Extrait à lire
L'humain, variable clé des modèles d'entreprises performantes




S'interroger sur les modèles d'entreprise performants en 2011 revient à dresser un bilan de santé du capitalisme post-crise. L'actualité économique de ces dernières années a fait mentir l'assertion courante "too big to fail", tandis qu'on prend à peine conscience du fait qu'une croissance effrénée peut à tout moment franchir un seuil brutal de retournement. La conjoncture actuelle nous offre l'opportunité de tirer les leçons de la crise: existe-t-il des modèles de gouvernance aussi bien performants que plus durables? Y'a-t-il des "réflexes managériaux" gagnants? Voici quelques pistes de réflexion qui nous ramènent sans cesse à la même source: l'humain.



En premier lieu: éviter de transposer aveuglement les modèles de management anglo-saxons

Adopter des standards de management venus d'outre-Atlantique, n'est-ce pas quelque part vouloir standardiser les hommes? Ce sont pourtant ces standards que nous vendent des cabinets d'audit parmi les plus réputés, parce qu'ils ont fait leurs preuves dans les plus grandes multinationales américaines. Bien sûr, les managers sont pressurisés par les tensions du marché à court terme. Bien sûr, piloter une organisation de façon pragmatique implique l'usage indicateurs de performance. Et bien sûr, il est réconfortant de succomber aux sirènes de l'expertise supposée d'un consultant. 5% des chefs d'entreprise français ont ainsi cru bon, pendant la crise, instaurer un modèle d'évaluation de leurs salariés appelé le "forced ranking" en guise de levier de la motivation.

Mais ils agissent peut-être en dépit de circonstances réelles, d'abord liées à des considérations d'ordre culturel. Les entreprises les plus performantes en Europe ne sont pas nécessairement celles qui pratiquent le culte de la performance individuelle. A propos de la performance des entreprises allemandes, qu'on évoque souvent comme emblème de dynamisme sur lequel nous devrions nous calquer, Nicolas Mottis explique qu'elles pratiquent un management paternaliste et que leur performance est d'abord due à "beaucoup de paramètres simples liés aux comportements des acteurs et ne nécessitant ni un nouveau plan quinquennal, ni une loi de modernisation."L'humain, encore. Parce que le forced ranking (ou "classement par quotas imposés"), pour sa part, est un outil de management par la terreur. Il consiste à attribuer une note aux salariés selon leurs performances, et parfois même à exonérer le dirigeant de responsabilité morale lors des licenciements économiques: on met sur le départ les salariés du bottom 10 (les 10% les moins performants). Résultat: une compétition fratricide entre les salariés qui met un terme définitif à l'esprit d'équipe, et affecte donc le potentiel de synergie.

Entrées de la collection
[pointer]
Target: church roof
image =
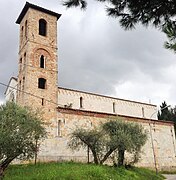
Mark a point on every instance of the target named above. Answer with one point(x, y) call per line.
point(110, 97)
point(29, 5)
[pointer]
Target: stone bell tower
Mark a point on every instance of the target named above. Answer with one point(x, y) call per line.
point(38, 70)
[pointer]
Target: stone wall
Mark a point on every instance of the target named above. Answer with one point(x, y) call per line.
point(99, 103)
point(159, 151)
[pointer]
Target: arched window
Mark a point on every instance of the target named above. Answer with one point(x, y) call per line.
point(26, 28)
point(21, 36)
point(42, 61)
point(42, 27)
point(42, 83)
point(21, 64)
point(81, 102)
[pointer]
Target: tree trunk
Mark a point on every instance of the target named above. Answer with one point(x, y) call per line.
point(4, 165)
point(95, 156)
point(106, 156)
point(121, 156)
point(1, 173)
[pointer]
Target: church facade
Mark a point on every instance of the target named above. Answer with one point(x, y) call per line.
point(66, 109)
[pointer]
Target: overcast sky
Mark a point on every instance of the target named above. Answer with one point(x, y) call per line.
point(96, 54)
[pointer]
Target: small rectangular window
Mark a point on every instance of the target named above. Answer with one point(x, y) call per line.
point(42, 101)
point(59, 128)
point(81, 102)
point(114, 107)
point(42, 83)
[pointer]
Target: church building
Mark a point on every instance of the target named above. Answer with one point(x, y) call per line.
point(66, 109)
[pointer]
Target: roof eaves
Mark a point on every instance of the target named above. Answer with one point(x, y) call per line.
point(29, 5)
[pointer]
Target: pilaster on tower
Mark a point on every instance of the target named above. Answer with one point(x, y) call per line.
point(38, 62)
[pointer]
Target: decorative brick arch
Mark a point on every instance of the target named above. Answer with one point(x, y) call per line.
point(38, 52)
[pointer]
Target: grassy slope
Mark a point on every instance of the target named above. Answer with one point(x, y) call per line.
point(76, 171)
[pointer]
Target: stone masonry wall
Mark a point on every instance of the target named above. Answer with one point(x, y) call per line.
point(95, 102)
point(159, 132)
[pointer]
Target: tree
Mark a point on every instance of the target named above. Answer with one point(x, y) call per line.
point(160, 13)
point(165, 113)
point(170, 31)
point(20, 129)
point(126, 137)
point(92, 139)
point(110, 137)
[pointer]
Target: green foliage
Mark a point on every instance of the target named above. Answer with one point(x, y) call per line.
point(128, 137)
point(20, 128)
point(77, 171)
point(110, 137)
point(165, 113)
point(159, 13)
point(170, 31)
point(93, 139)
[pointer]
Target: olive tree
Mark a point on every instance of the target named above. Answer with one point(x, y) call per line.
point(126, 137)
point(112, 136)
point(20, 129)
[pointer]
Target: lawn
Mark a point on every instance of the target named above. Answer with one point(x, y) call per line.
point(76, 171)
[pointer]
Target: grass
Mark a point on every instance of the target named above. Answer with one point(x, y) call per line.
point(76, 171)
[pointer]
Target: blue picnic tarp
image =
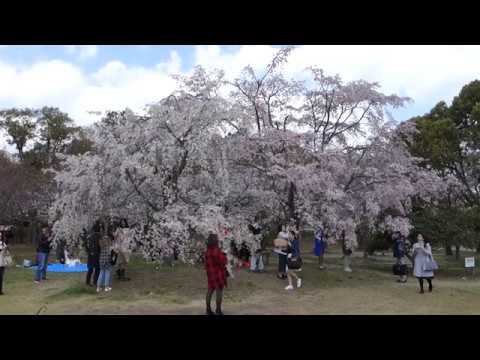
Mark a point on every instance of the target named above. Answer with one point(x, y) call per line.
point(64, 268)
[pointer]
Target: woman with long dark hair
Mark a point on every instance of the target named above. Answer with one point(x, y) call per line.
point(216, 267)
point(105, 264)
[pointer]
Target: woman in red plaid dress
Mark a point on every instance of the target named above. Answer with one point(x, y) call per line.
point(216, 266)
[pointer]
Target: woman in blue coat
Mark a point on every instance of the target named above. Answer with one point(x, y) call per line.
point(320, 246)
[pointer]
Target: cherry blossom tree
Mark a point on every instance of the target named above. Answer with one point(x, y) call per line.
point(203, 160)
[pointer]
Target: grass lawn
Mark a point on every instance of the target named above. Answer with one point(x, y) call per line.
point(370, 289)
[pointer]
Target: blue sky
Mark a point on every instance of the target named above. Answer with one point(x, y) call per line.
point(82, 78)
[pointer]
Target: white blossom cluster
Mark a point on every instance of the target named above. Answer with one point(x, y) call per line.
point(201, 161)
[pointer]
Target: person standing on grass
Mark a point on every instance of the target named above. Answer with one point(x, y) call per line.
point(43, 250)
point(121, 248)
point(424, 265)
point(256, 261)
point(93, 255)
point(347, 252)
point(281, 244)
point(3, 259)
point(293, 261)
point(105, 264)
point(216, 267)
point(399, 252)
point(320, 246)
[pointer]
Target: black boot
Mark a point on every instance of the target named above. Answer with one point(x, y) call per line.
point(219, 311)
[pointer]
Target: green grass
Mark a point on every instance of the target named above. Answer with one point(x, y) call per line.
point(370, 289)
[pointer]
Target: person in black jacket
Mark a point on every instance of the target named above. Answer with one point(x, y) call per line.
point(43, 250)
point(93, 253)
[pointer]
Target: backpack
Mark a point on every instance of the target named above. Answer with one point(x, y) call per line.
point(399, 269)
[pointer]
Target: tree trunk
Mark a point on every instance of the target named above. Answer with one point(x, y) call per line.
point(448, 250)
point(291, 203)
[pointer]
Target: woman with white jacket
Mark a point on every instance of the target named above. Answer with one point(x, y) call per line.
point(423, 263)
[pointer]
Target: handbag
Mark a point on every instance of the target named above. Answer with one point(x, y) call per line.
point(7, 259)
point(295, 263)
point(430, 265)
point(399, 269)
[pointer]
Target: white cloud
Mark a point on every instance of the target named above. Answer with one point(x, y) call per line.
point(427, 74)
point(82, 51)
point(114, 86)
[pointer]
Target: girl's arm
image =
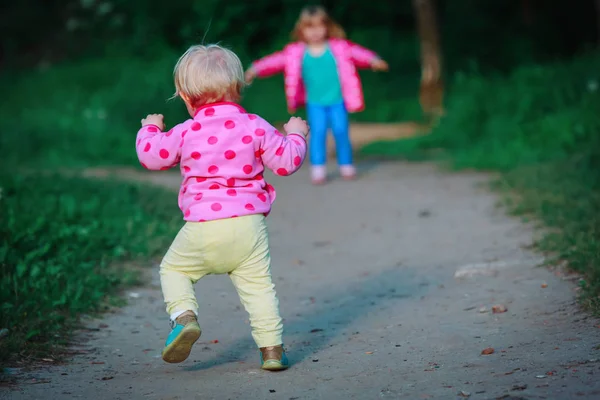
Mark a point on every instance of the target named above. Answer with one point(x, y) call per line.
point(269, 65)
point(283, 155)
point(365, 58)
point(159, 150)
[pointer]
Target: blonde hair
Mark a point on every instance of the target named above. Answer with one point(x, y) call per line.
point(208, 74)
point(334, 30)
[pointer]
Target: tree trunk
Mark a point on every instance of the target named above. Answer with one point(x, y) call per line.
point(432, 88)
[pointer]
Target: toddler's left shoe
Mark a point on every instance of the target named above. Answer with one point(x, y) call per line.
point(181, 339)
point(273, 358)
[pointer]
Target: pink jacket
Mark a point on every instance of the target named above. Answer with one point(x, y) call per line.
point(349, 56)
point(222, 152)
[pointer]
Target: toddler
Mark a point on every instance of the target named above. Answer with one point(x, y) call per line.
point(320, 70)
point(222, 152)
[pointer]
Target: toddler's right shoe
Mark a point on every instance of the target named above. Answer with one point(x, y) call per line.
point(273, 358)
point(186, 331)
point(318, 174)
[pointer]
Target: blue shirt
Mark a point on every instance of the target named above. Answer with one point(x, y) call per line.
point(321, 79)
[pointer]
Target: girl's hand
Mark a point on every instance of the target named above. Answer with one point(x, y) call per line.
point(154, 119)
point(250, 75)
point(379, 65)
point(296, 125)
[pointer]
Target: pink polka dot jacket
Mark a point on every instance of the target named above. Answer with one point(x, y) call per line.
point(222, 153)
point(348, 56)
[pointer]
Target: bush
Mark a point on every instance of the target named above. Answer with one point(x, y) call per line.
point(540, 126)
point(60, 241)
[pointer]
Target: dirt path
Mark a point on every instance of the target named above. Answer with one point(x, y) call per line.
point(386, 286)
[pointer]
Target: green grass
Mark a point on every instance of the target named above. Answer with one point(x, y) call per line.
point(540, 127)
point(63, 245)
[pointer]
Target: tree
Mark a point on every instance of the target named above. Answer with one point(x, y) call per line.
point(432, 88)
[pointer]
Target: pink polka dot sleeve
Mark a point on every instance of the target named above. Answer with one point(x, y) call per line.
point(158, 150)
point(283, 155)
point(361, 57)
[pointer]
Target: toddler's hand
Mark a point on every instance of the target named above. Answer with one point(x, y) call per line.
point(379, 65)
point(154, 119)
point(296, 125)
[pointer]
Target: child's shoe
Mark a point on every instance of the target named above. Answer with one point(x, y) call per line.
point(348, 172)
point(318, 174)
point(181, 339)
point(273, 358)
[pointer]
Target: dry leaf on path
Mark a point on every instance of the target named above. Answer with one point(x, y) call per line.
point(499, 309)
point(487, 351)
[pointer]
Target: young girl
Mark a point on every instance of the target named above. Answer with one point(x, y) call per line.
point(222, 152)
point(320, 70)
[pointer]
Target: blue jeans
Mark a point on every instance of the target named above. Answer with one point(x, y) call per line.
point(320, 118)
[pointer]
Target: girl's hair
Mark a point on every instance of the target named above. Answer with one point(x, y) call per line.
point(208, 74)
point(334, 30)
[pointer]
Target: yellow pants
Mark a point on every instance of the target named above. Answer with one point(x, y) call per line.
point(236, 246)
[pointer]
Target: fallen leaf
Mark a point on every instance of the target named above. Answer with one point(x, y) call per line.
point(499, 309)
point(487, 351)
point(519, 387)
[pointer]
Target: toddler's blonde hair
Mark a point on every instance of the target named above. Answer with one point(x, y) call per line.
point(309, 14)
point(208, 74)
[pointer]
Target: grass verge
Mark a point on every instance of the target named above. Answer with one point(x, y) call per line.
point(63, 243)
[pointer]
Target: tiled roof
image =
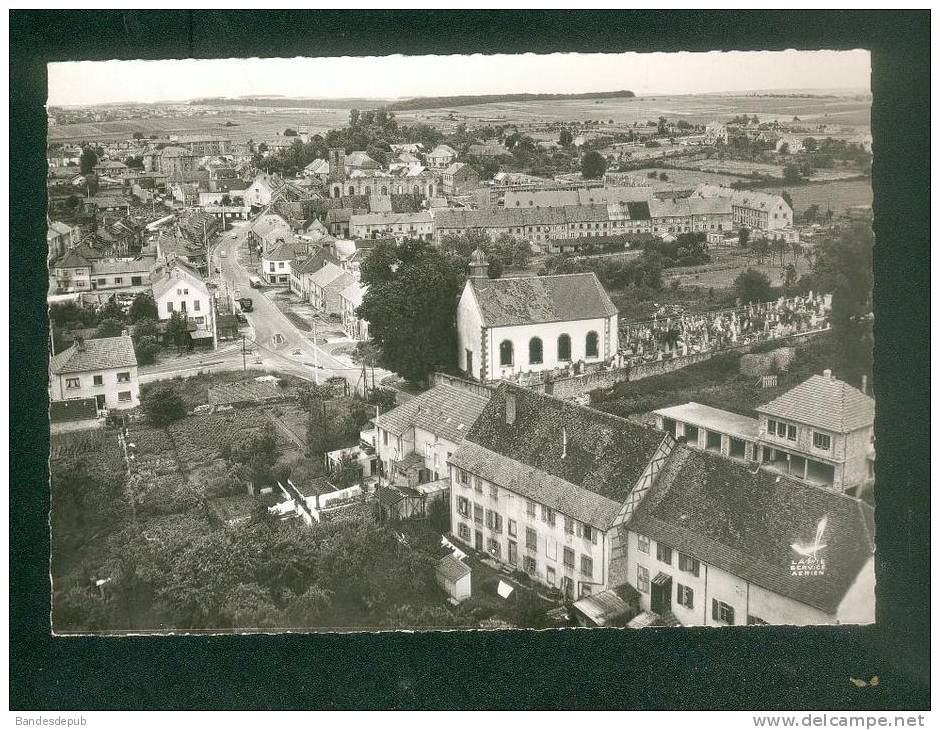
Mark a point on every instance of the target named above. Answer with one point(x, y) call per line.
point(824, 402)
point(719, 512)
point(531, 299)
point(447, 411)
point(98, 354)
point(452, 569)
point(714, 419)
point(604, 456)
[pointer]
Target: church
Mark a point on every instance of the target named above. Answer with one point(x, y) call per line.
point(532, 324)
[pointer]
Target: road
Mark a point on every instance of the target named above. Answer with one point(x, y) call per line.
point(276, 339)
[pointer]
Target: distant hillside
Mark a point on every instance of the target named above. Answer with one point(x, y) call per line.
point(282, 102)
point(436, 102)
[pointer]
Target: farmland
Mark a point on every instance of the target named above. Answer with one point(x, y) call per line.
point(837, 195)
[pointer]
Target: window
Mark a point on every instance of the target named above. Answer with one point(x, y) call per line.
point(568, 558)
point(590, 344)
point(688, 564)
point(548, 515)
point(663, 554)
point(564, 348)
point(535, 351)
point(722, 612)
point(505, 353)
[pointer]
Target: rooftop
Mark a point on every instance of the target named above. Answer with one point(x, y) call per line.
point(97, 354)
point(713, 419)
point(447, 411)
point(578, 461)
point(719, 512)
point(531, 299)
point(825, 402)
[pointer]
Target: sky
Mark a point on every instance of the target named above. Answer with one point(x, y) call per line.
point(98, 82)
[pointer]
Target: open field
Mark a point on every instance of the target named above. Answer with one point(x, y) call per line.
point(253, 124)
point(696, 109)
point(837, 195)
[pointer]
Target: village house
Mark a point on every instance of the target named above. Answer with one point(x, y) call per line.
point(325, 286)
point(350, 299)
point(459, 178)
point(751, 208)
point(715, 544)
point(415, 439)
point(441, 156)
point(398, 225)
point(103, 369)
point(544, 485)
point(181, 289)
point(820, 432)
point(532, 324)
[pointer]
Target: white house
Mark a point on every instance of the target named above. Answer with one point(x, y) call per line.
point(180, 289)
point(543, 485)
point(714, 544)
point(417, 438)
point(532, 324)
point(104, 369)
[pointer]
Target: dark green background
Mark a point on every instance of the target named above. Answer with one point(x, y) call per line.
point(765, 668)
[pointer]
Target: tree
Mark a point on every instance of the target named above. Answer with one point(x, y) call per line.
point(87, 161)
point(163, 404)
point(593, 165)
point(752, 285)
point(143, 307)
point(109, 328)
point(411, 305)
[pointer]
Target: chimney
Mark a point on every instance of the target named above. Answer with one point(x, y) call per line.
point(510, 409)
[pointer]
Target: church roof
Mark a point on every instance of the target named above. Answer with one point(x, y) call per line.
point(533, 299)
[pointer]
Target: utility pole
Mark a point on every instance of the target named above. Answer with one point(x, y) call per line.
point(316, 356)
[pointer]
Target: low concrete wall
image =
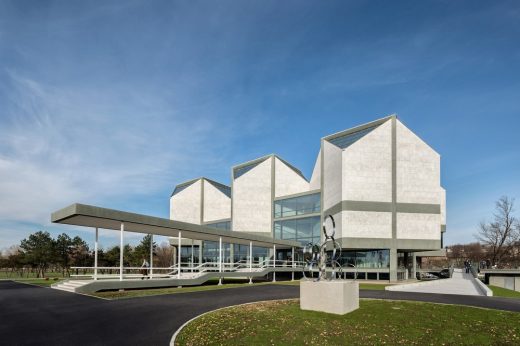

Tâches à réaliser
• A. Répondez à ces questions sur le texte consacré aux modèles d'entreprise performants :
(i) Quelle part des chefs d'entreprise français a instauré le « forced ranking » pendant la crise ?
(ii) Selon Nicolas Mottis, quel type de management pratiquent les entreprises allemandes ?
(iii) Dans le « forced ranking », quels salariés met-on sur le départ ?
• B. Reprenez le texte consacré aux modèles d'entreprise performants et poursuivez-le après sa dernière phrase.

Réponses par tâche
• A.
(i) 5 %.
(ii) Un management paternaliste.
(iii) Les salariés du « bottom 10 », c'est-à-dire les 10 % les moins performants.

• B.
"A ce petit jeu, l'employeur n'est pas forcément gagnant", souligne le Figaro. "Une utilisation abusive, parce qu'elle fait peser une épée de Damoclès sur les salariés, donne à l'entreprise une image de presse-citron. Et le forced ranking peut engendrer un stress excessif qui ne rend pas les salariés plus productifs." C'est d'autant plus évident à l'aune du fossé culturel qui nous sépare des travailleurs yankees. L'indicateur de performance sera mieux vécu par le salarié américain qui a une relation purement transactionnelle au travail, et sépare farouchement les sphères professionnelles et affectives. Tandis qu'en France, le salarié cultive souvent un intime sentiment d'appartenance à son entreprise. Il faut dire que la mobilité professionnelle est plus accrue aux Etats-Unis, tandis qu'en France la carrière individuelle est souvent projetée sous l'angle de l'entreprise à laquelle on appartient.

Il convient donc de faire preuve de discernement: le cartésianisme ne remplacera pas l'intuition en management. Un homme n'est pas un process, il est délicat de l'évaluer objectivement. Vincent de Gaulejac, auteur du livre "Travail: les raisons de la colère", indique que "dans les entreprises, la tendance aujourd’hui est de faire systématiquement appel à des experts extérieurs. Il vaudrait mieux s’employer à redonner au management sa fonction première qui n’est pas de pousser le système vers l’excellence et la performance, mais de produire une organisation qui n’empêche pas les gens de travailler !"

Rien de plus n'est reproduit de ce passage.